_Фрагмент страницы_.
..........

ЖАНРЫ

Советский кишлак. Между колониализмом и модернизацией
Шрифт:

С более, я бы сказал, радикальным желанием пересмотреть прежние подходы к исследованию советского общества выступил другой американский/немецкий историк Йохан Хелльбек, который назвал свою книгу «Революция в моем сознании» 64 . Радикализм в данном случае заключается в том, что исследователь, используя фукольдианский подход, смотрит на советскость с точки зрения конструирования советской субъективности, советского «Я», которое осмысляется, описывается и создается в личных дневниках (а также в письмах, автобиографиях и так далее). Хелльбек возвращается, в частности, к понятию идеологии, от которого отказались ревизионисты. Он считает, что вместо изучения того, как люди сопротивлялись или приспосабливались к ней, необходимо обратить внимание на то, как идеология «распаковывалась» и «персонализировалась» в индивиде, превращая последнего в осознающего себя в качестве «советского субъекта» 65 . «Коммунистический проект, — объясняет историк, — может рассматриваться как грандиозный „Я“-проект по превращению несовершенных партикуляристских человеческих существ в универсальных социализированных субъектов» 66 . Важно уточнить, что это не означает возвращения к тоталитарной модели, поскольку Хелльбек наделяет отдельного человека правом не только слепо следовать идеологической доктрине, но и интерпретировать ее, достраивать, изменять, даже сопротивляться и оспаривать, оставаясь в рамках того понимания модерного «Я», которое было обусловлено советской доктриной 67 .

64

См. его главную работу: Hellbeck J. Revolution on My Mind: Writing a Diary under Stalin. Harvard University Press, 2006.

65

Ibid. P. 12–13.

66

Интервью с Игалом Халфиным и Йоханом Хелльбеком // Ab Imperio [далее — AI]. 2002. № 3. С. 222. Хелльбек добавляет, что «советский режим <…> был наиболее значительным, но не единственным фактором культурной среды сталинской эпохи. Другими дополнительными факторами, влиявшими на репрезентацию и интерпретацию „Я“, являлись религия и воспоминания о досоветских политических и моральных ценностях» (Там же. С. 223).

..........

_Цель задания_.
К какому понятию, от которого отказались ревизионисты, возвращается Хелльбек, согласно фрагменту страницы? Отвечайте, опираясь только на фрагмент страницы.

..........

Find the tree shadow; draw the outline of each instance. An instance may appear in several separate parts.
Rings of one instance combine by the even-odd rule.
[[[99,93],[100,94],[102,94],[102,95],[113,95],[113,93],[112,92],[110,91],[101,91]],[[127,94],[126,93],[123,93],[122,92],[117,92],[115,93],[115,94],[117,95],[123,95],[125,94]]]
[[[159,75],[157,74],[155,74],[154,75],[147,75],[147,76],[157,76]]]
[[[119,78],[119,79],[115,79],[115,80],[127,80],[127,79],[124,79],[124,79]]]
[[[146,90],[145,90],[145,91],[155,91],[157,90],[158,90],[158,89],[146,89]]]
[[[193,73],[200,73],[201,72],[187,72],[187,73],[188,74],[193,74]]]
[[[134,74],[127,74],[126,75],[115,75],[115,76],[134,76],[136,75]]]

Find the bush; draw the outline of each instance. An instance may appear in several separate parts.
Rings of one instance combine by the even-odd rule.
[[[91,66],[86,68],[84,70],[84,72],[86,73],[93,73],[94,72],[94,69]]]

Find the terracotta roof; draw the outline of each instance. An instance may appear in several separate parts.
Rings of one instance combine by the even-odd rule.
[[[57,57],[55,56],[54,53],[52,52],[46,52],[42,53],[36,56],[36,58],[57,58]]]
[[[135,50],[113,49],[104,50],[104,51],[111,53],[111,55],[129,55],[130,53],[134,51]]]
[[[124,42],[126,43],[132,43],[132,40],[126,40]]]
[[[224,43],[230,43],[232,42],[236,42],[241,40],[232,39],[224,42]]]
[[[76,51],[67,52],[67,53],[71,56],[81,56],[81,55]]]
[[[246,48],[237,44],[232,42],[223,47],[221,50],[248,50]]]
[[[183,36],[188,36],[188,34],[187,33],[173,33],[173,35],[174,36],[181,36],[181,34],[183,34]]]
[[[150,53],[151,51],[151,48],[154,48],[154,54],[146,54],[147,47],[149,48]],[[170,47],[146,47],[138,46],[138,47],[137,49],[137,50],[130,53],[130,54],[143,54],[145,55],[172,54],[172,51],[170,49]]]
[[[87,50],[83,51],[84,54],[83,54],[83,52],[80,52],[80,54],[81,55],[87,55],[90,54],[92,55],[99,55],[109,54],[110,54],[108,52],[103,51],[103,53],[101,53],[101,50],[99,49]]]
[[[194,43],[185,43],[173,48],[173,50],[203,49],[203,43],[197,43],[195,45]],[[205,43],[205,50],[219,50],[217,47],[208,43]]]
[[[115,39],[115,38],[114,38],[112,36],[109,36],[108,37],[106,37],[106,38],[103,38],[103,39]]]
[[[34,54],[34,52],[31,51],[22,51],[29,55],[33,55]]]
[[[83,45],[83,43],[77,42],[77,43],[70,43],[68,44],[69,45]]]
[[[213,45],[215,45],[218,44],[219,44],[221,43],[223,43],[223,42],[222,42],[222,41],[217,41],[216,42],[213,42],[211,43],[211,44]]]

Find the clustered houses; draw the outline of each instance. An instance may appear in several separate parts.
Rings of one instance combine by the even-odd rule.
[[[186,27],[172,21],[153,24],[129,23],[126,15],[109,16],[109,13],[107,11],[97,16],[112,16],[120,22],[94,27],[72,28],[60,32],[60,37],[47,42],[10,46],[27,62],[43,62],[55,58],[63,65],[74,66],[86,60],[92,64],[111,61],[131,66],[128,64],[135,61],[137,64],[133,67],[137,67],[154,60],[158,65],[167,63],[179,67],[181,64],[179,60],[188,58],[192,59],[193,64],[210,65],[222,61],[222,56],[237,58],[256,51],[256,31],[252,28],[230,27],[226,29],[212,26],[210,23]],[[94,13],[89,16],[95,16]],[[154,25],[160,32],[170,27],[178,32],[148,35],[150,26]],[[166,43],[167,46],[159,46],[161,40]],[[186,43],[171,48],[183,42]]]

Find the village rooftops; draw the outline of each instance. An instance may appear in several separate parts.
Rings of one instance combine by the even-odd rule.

..........

_Образец ответа_.
К понятию идеологии.